**Information provided:**
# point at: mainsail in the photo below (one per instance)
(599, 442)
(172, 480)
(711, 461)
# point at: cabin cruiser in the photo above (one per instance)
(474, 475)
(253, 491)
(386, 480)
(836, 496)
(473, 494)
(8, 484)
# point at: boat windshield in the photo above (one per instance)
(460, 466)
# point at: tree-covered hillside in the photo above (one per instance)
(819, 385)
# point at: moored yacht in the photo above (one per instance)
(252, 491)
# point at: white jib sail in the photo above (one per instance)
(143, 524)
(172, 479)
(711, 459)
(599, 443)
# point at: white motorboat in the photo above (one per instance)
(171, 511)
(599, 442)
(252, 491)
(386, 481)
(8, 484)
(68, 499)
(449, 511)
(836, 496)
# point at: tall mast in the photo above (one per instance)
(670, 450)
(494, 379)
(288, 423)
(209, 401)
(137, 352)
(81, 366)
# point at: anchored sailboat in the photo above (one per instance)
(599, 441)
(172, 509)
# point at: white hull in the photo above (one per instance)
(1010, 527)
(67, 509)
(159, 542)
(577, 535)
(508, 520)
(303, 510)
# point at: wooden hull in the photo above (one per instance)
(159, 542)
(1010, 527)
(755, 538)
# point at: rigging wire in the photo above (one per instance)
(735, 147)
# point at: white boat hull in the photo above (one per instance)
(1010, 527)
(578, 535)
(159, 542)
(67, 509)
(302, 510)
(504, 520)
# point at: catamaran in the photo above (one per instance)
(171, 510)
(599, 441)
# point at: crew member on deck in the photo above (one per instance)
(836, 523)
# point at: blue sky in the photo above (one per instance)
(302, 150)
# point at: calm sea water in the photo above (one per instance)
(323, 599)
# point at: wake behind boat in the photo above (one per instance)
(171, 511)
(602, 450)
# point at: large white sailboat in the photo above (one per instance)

**Directions:**
Recast every row above as a JSON list of strings, with one string per line and blank lines omitted.

**Response:**
[
  "# point at: mainsail in the photo below (one per instance)",
  "(599, 442)",
  "(172, 480)",
  "(711, 461)",
  "# point at: cabin cruiser in the photo above (one per instance)",
  "(474, 475)",
  "(253, 491)",
  "(386, 480)",
  "(836, 496)",
  "(473, 494)",
  "(8, 484)",
  "# point at: boat windshield in the photo above (one per instance)",
  "(460, 466)",
  "# point at: tree-covered hillside in the photo above (one per instance)",
  "(819, 385)",
  "# point at: moored yacht in the photo above (one per instance)",
  "(252, 491)",
  "# point at: white jib sail in the photo above (one per instance)",
  "(143, 524)",
  "(172, 479)",
  "(711, 459)",
  "(599, 443)",
  "# point at: white motorboat in the photo above (one per instance)",
  "(171, 511)",
  "(599, 442)",
  "(252, 491)",
  "(386, 481)",
  "(8, 484)",
  "(68, 499)",
  "(449, 511)",
  "(836, 496)",
  "# point at: tall mast in the photo above (one per instance)",
  "(670, 450)",
  "(494, 379)",
  "(288, 423)",
  "(209, 401)",
  "(137, 352)",
  "(81, 366)",
  "# point at: anchored sailboat in the photo above (one per instance)",
  "(599, 441)",
  "(172, 509)",
  "# point at: white hull in the photo above (one per instance)",
  "(1010, 527)",
  "(67, 509)",
  "(159, 542)",
  "(577, 535)",
  "(508, 520)",
  "(303, 510)",
  "# point at: wooden hull in the photo above (one per instance)",
  "(159, 542)",
  "(1010, 527)",
  "(755, 538)",
  "# point at: rigging wire in the photo above (one per instance)",
  "(735, 147)",
  "# point at: white boat hull in the photo above (one per instance)",
  "(1010, 527)",
  "(578, 535)",
  "(159, 542)",
  "(67, 509)",
  "(302, 510)",
  "(504, 520)",
  "# point at: catamaran in the photo above (one per instance)",
  "(171, 510)",
  "(599, 441)",
  "# point at: crew member on deck in the photo above (one per instance)",
  "(836, 523)",
  "# point at: blue sky in the photo above (one per instance)",
  "(302, 150)",
  "# point at: calm sea water in the photo above (one per instance)",
  "(323, 599)",
  "# point at: wake behind boat in the photo above (one per instance)",
  "(171, 511)",
  "(602, 450)",
  "# point at: large white sailboat in the photo above (one per instance)"
]